Pages

Wednesday, October 31, 2012

A Reminder From Mother Nature

"The greatest lie, the greatest scam of our lives is that this world was created for us, for our pleasure and enjoyment, for our dominance. What stupid, arrogant animals we are. We were created for it. We are simply the audience. What would true art be without an audience? Only in this work, the artist painted us inside the canvas. We are art and audience all at the same time. We are part of the grandest work ever created, ever dreamed."

There is a certain irony to Hurricane Sandy's arrival a week before election day. We oftentimes act as if our political choices will decide the fate of the world. The Landlord just reminded us how very delusional we are.

Minutes and hours. That's all it took for air and water to decimate the work of human hands. Yes, we will repair and rebuild, and pat ourselves on the back for our ingenuity and perseverance. And one day, Mother Nature will snap her fingers again, and it will all come tumbling down, again. We pour endless amounts of time, treasure, and talent into our creations. But air, water, fire, and earth will always get the best of them.

We humans are a small and impotent part of the cosmos. It is not the reality we want, but it is the truth we need to accept. And let us do so joyfully, not grudgingly; for we are not diminishing ourselves. Rather, we are embracing our rightful place in a much grander family than we could ever dream of, if we can be humble enough to listen to Sister Hurricane, and all that she has to teach us.

"So much of life is a paradox, but it is there that we find God the most. It is there, in the confusion and that mess that we must dwell. It is there that we experience true beauty, true joy. It is there that we can see something wonderful, something that sends a chill down our spine, and puts a smile on our face and a laugh in our heart, where we know with certainty who and what we are and why we are here in this time and place."

--------------------------------

* [Problems]
(1) From the post about Hurricane Sandy, return the passage that begins at the words "We humans are" and stops after "to teach us.".
(2) Collect every line of the rows that contains the string "surfer".
The rows have no connection to the post about Hurricane Sandy.

* [Dataset rows about where objects are located]
--------------------------------

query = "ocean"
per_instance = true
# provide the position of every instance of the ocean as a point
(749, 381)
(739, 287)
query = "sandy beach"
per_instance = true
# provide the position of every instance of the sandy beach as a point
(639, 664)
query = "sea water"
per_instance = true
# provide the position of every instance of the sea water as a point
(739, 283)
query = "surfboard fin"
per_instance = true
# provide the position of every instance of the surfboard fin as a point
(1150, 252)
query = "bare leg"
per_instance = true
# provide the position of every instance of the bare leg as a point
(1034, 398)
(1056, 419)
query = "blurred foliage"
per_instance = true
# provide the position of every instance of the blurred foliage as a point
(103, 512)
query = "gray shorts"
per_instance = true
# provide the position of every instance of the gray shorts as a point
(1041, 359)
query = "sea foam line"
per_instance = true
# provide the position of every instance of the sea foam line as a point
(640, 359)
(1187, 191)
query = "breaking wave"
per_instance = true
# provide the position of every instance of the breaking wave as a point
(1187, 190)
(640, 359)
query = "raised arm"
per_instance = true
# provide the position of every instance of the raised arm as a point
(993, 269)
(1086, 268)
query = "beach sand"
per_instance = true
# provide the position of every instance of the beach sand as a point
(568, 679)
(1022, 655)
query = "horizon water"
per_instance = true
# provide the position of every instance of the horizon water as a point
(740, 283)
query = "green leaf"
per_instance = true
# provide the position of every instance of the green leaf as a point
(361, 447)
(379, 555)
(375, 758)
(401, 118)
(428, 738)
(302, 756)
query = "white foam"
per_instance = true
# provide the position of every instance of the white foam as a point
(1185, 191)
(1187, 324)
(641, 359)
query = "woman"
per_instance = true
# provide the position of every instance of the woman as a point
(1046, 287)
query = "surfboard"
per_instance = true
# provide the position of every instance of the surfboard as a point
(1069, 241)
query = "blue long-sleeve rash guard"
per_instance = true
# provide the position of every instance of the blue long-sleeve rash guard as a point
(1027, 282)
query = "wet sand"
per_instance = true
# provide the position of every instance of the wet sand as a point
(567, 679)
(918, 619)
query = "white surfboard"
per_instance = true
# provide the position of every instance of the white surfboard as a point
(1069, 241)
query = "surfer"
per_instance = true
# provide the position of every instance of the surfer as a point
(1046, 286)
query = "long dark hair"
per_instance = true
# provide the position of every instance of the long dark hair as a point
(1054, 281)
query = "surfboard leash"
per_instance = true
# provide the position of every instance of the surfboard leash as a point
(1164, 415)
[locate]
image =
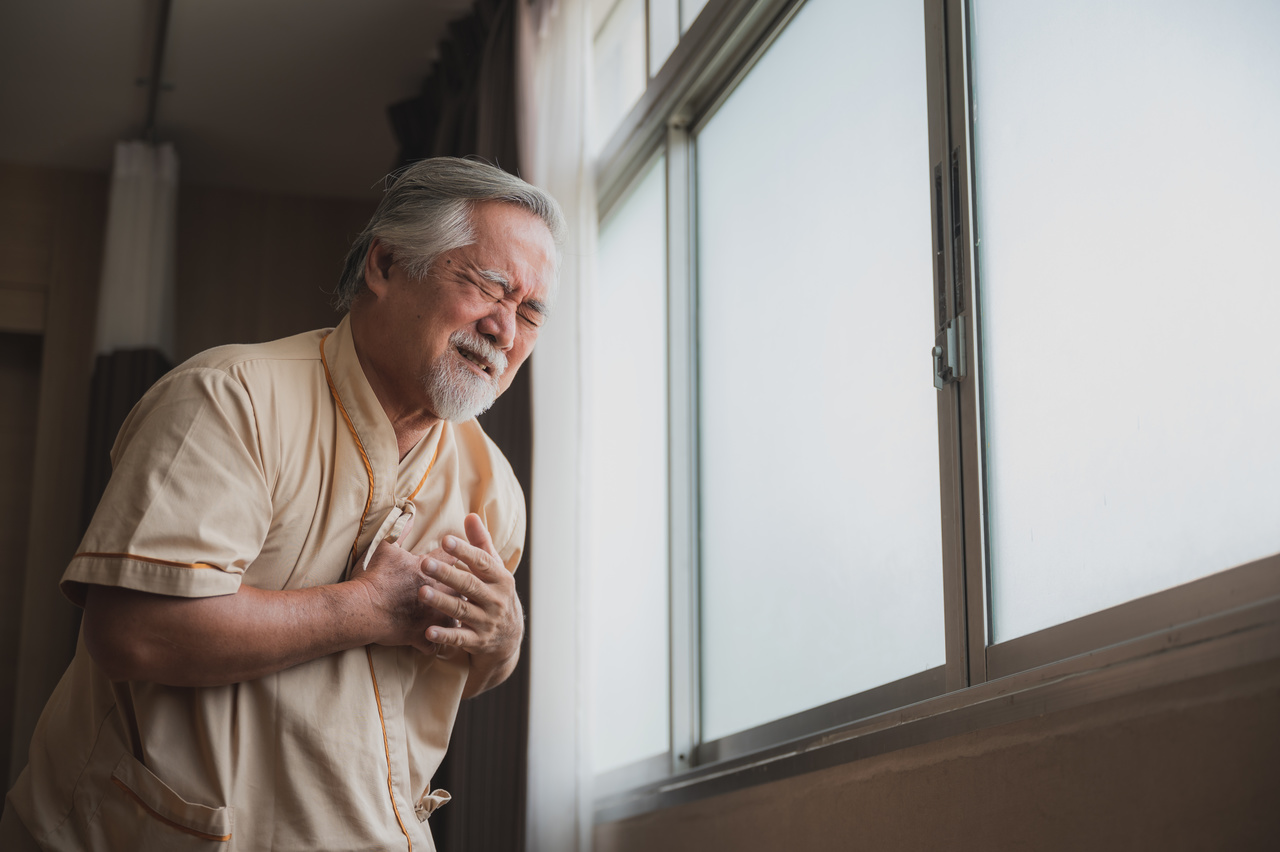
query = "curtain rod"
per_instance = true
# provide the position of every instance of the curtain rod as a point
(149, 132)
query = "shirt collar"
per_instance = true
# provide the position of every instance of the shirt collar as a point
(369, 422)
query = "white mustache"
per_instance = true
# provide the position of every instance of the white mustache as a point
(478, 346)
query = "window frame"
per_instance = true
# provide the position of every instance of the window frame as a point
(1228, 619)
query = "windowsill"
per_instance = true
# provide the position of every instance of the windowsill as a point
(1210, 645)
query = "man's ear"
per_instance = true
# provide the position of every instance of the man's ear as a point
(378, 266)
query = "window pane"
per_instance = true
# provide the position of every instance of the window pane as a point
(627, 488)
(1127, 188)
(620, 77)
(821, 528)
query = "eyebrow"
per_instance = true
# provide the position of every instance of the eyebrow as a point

--------------------------------

* [Set of answers]
(1)
We humans are a small and impotent part of the cosmos. It is not the reality we want, but it is the truth we need to accept. And let us do so joyfully, not grudgingly; for we are not diminishing ourselves. Rather, we are embracing our rightful place in a much grander family than we could ever dream of, if we can be humble enough to listen to Sister Hurricane, and all that she has to teach us.

(2)
query = "surfer"
# provide the position of every instance of the surfer as a point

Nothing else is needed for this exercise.